## TO BE DONE
Write out each of the records below word for word, changing nothing.

════

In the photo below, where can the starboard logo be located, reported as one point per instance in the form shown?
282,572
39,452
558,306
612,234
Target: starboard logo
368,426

════

## EXERCISE RESPONSE
In the photo below, where can the starboard logo be located, reported as one point per instance in the form shown?
282,572
39,452
558,306
612,234
Target: starboard logo
368,426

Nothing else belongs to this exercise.